*Source text*
[Start of section]

RBC Capital Markets and ChangeWave recently conducted a survey of 3,091 respondents between Jan. 31 and Feb. 9, asking them about a hypothetical scenario in which Jobs might depart Apple, the company he co-founded. Of those surveyed, 93 percent said they would likely continue buying Apple's products or would not actively change their purchasing decisions if Jobs were not at the helm.
The latest results are a change from June 2008, when a previous survey found that 18 percent of respondents said they would be less likely to buy Apple products if Steve Jobs were not with the company.
Analyst Mike Abramsky said the results show that Apple may be bigger than its CEO. Consumers may now have a higher comfort about the company without Jobs at the helm than they did in the past, thanks in part to its success in 2009 with Chief Operating Officer Tim Cook at the helm.
The last time Jobs was on medical leave, the company's stock rose 144 percent, revenue increased by 20 percent, and the company shipped 25 million iPhones.

[End of section]

*What to do*
**A.** In the Apple survey passage, how many respondents took part in the RBC Capital Markets and ChangeWave survey?
**B.** Copy the stretch of the Apple survey passage from "The latest results" through "25 million iPhones." word for word.
The rows after this note are not needed.

*Dataset extract*
[Start of section]

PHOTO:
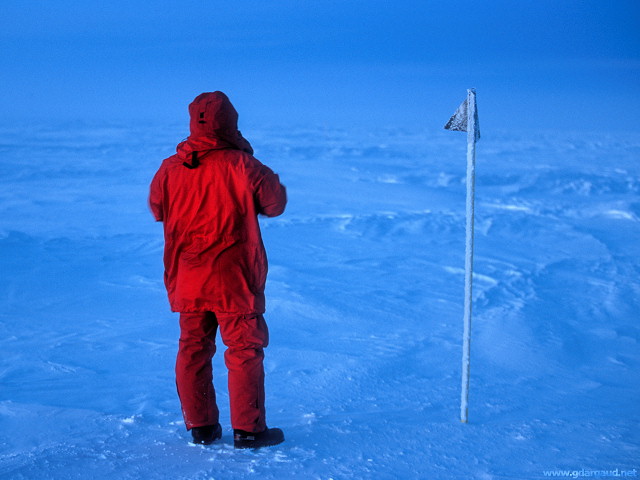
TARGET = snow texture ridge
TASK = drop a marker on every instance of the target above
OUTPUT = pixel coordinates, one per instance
(364, 305)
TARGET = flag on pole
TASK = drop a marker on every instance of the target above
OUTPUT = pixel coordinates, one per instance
(466, 120)
(459, 120)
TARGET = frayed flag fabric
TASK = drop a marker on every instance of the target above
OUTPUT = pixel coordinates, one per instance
(459, 121)
(466, 120)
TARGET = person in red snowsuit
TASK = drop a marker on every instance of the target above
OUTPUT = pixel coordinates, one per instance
(208, 196)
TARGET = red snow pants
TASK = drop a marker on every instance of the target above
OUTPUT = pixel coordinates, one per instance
(245, 337)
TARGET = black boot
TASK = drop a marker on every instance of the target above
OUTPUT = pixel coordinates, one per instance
(207, 434)
(267, 438)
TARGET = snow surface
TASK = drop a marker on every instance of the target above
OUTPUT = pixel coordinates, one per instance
(365, 298)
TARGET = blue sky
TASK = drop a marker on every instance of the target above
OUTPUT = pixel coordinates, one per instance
(563, 64)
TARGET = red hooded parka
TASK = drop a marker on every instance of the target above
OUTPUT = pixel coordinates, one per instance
(208, 195)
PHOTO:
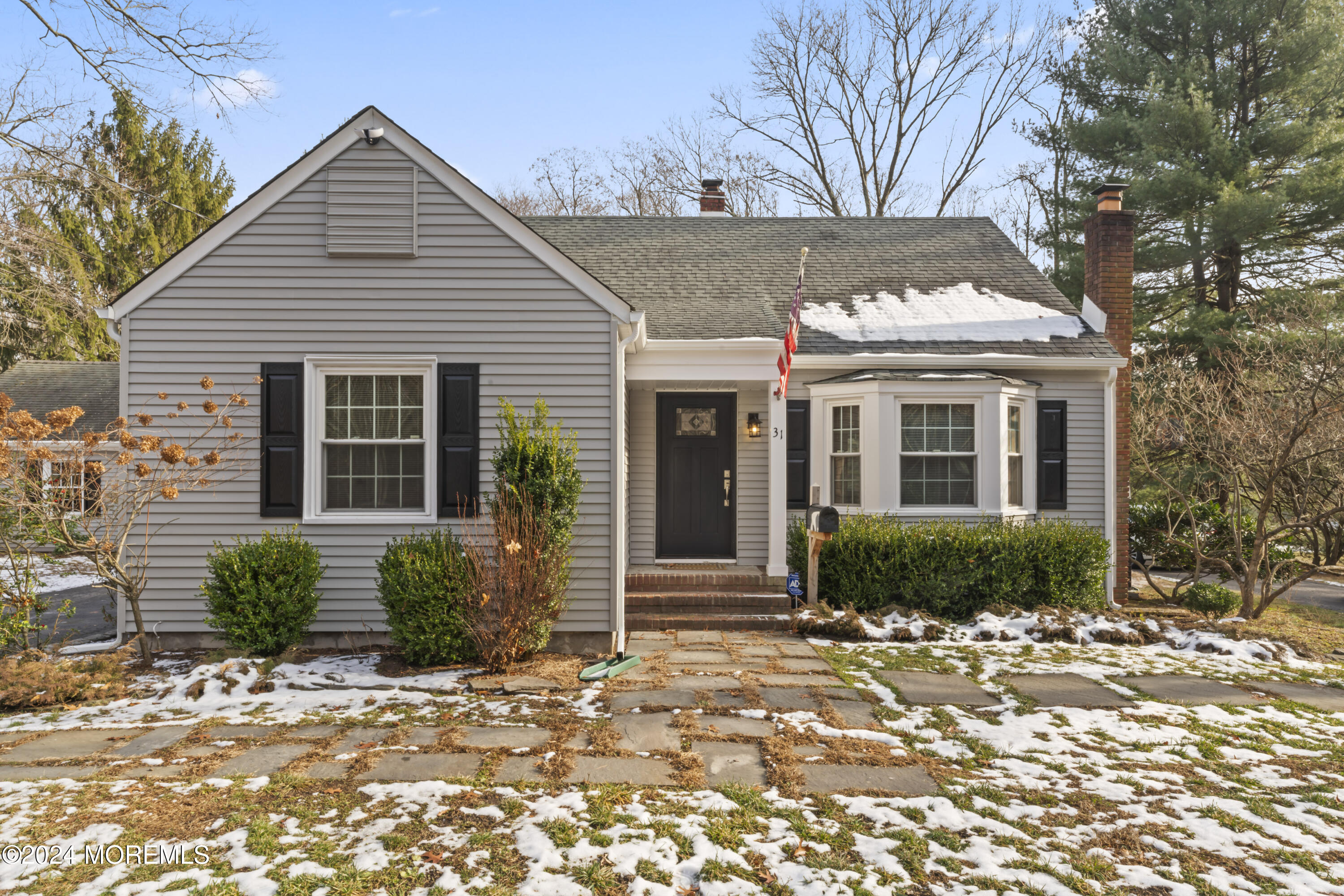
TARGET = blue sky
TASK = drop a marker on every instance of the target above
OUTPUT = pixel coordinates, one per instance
(488, 86)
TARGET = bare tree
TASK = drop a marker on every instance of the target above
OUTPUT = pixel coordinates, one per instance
(639, 179)
(849, 97)
(1229, 447)
(658, 175)
(139, 45)
(693, 151)
(101, 493)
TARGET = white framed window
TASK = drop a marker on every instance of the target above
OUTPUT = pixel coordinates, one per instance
(1014, 449)
(66, 485)
(846, 457)
(939, 453)
(369, 447)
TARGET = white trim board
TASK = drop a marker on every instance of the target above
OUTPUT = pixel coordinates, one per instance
(991, 361)
(318, 159)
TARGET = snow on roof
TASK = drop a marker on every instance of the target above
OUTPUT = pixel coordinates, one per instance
(949, 314)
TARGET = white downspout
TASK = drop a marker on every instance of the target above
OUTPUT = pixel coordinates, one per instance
(1109, 482)
(619, 474)
(99, 646)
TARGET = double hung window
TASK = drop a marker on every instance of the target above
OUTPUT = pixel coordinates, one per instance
(939, 454)
(846, 458)
(374, 443)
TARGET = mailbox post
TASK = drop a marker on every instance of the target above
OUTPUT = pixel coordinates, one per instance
(823, 523)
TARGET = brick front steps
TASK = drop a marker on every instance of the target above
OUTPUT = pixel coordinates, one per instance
(738, 598)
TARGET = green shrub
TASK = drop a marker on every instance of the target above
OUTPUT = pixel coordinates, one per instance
(539, 464)
(421, 581)
(956, 570)
(1211, 601)
(261, 595)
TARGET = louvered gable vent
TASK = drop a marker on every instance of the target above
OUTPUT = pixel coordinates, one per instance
(371, 211)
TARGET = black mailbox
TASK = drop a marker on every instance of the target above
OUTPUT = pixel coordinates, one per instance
(823, 519)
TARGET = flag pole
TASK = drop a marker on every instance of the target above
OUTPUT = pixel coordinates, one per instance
(791, 336)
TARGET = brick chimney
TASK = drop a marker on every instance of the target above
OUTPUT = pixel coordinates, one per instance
(1109, 284)
(713, 199)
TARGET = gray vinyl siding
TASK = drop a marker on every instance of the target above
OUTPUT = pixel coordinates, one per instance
(1086, 443)
(752, 489)
(642, 481)
(271, 293)
(753, 481)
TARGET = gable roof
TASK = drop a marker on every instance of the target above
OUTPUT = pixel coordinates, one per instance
(46, 386)
(734, 277)
(314, 162)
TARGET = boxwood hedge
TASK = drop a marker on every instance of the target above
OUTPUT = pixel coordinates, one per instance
(956, 570)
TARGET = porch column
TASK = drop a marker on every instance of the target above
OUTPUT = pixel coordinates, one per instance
(779, 433)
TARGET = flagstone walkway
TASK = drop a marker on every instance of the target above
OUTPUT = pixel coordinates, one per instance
(757, 708)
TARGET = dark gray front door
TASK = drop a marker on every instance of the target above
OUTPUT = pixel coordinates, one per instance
(697, 489)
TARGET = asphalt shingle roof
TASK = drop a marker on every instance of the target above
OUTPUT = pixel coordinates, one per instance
(734, 277)
(906, 375)
(46, 386)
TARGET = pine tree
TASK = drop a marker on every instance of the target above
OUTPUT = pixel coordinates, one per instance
(88, 225)
(1228, 120)
(151, 193)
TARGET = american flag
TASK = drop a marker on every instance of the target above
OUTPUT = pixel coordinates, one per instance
(791, 338)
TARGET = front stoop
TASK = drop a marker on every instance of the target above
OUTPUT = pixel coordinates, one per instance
(742, 598)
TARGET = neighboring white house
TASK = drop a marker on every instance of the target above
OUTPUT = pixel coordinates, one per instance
(388, 303)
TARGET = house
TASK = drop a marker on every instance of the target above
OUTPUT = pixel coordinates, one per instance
(45, 386)
(388, 303)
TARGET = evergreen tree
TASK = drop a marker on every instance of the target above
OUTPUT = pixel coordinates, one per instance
(151, 191)
(1228, 120)
(88, 225)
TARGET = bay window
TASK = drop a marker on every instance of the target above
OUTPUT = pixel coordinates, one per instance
(939, 454)
(936, 444)
(846, 458)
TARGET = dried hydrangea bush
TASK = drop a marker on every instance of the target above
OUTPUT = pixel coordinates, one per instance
(95, 492)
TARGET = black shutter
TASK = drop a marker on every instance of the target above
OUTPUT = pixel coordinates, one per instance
(283, 440)
(459, 439)
(1051, 456)
(799, 444)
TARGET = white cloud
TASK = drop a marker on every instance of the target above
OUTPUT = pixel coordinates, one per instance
(244, 89)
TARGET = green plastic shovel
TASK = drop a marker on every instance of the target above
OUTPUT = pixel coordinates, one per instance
(609, 668)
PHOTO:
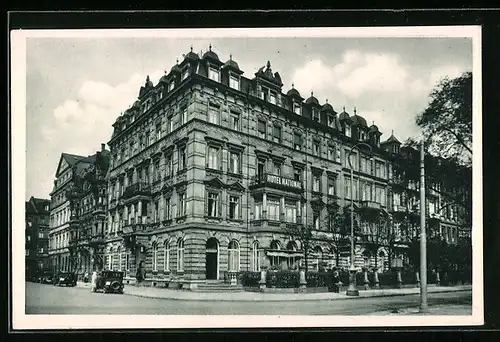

[End of section]

*Solutions by task*
**A.** 3,091 respondents.

**B.**
The latest results are a change from June 2008, when a previous survey found that 18 percent of respondents said they would be less likely to buy Apple products if Steve Jobs were not with the company.
Analyst Mike Abramsky said the results show that Apple may be bigger than its CEO. Consumers may now have a higher comfort about the company without Jobs at the helm than they did in the past, thanks in part to its success in 2009 with Chief Operating Officer Tim Cook at the helm.
The last time Jobs was on medical leave, the company's stock rose 144 percent, revenue increased by 20 percent, and the company shipped 25 million iPhones.